[Start PAGE]

[Openstack-operators] [Openstack] Strange: lost physical connectivity to compute hosts when using native (ryu) openflow interface

Kevin Benton kevin at benton.pub
Wed May 31 17:15:17 UTC 2017


No prob. Thanks for replying.

On May 31, 2017 10:11 AM, "Gustavo Randich" <gustavo.randich at gmail.com>
wrote:

> Hi Kevin, I confirm that applying the patch the problem is fixed.
>
> Sorry for the inconvenience.
>
>
> On Tue, May 30, 2017 at 9:36 PM, Kevin Benton <kevin at benton.pub> wrote:
>
>> Do you have that patch already in your environment? If not, can you
>> confirm it fixes the issue?
>>
>> On Tue, May 30, 2017 at 9:49 AM, Gustavo Randich <
>> gustavo.randich at gmail.com> wrote:
>>
>>> While dumping OVS flows as you suggested, we finally found the cause of
>>> the problem: our br-ex OVS bridge lacked the secure fail mode configuration.

[End PAGE]

* **LIST OF TASKS**
A – Extract the part of the thread from "[Openstack-operators] [Openstack] Strange: lost" up to and including "for the inconvenience.", copying it word for word.
B – Answer these questions using the thread:
(i) Which OVS bridge lacked the secure fail mode configuration?
(ii) What was being dumped when the cause of the problem was found?
(iii) According to Gustavo Randich's reply, what fixed the problem?

[Start ROWS]

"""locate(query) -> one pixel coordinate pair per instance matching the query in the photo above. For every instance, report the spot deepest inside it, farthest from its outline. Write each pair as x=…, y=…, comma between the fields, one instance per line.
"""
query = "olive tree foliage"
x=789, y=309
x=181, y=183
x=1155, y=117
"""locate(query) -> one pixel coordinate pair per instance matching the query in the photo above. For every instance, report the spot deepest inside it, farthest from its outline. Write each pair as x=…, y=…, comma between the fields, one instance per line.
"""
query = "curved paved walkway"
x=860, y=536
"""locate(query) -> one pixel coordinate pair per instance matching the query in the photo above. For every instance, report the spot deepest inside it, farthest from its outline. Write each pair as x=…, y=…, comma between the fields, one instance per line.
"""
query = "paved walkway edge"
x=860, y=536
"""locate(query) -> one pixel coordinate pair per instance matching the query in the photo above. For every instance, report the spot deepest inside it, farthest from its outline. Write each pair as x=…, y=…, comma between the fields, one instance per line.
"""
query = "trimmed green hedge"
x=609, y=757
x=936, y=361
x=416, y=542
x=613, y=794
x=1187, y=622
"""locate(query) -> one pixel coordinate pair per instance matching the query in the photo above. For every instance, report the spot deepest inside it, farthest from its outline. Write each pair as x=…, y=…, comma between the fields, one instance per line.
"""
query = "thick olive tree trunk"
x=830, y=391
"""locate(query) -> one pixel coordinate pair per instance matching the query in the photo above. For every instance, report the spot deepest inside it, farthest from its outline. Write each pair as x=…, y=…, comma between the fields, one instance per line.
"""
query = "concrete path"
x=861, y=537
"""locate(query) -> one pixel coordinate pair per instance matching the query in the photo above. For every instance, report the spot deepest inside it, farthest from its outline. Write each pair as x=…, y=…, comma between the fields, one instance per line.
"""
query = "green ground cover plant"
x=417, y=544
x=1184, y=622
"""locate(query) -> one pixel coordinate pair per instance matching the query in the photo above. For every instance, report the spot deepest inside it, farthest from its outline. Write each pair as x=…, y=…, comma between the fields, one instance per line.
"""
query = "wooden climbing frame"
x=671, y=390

[End ROWS]

* **SOLUTIONS TO THE TASKS**
A –
[Openstack-operators] [Openstack] Strange: lost physical connectivity to compute hosts when using native (ryu) openflow interface

Kevin Benton kevin at benton.pub
Wed May 31 17:15:17 UTC 2017


No prob. Thanks for replying.

On May 31, 2017 10:11 AM, "Gustavo Randich" <gustavo.randich at gmail.com>
wrote:

> Hi Kevin, I confirm that applying the patch the problem is fixed.
>
> Sorry for the inconvenience.

B –
(i) The br-ex OVS bridge.
(ii) OVS flows.
(iii) Applying the patch.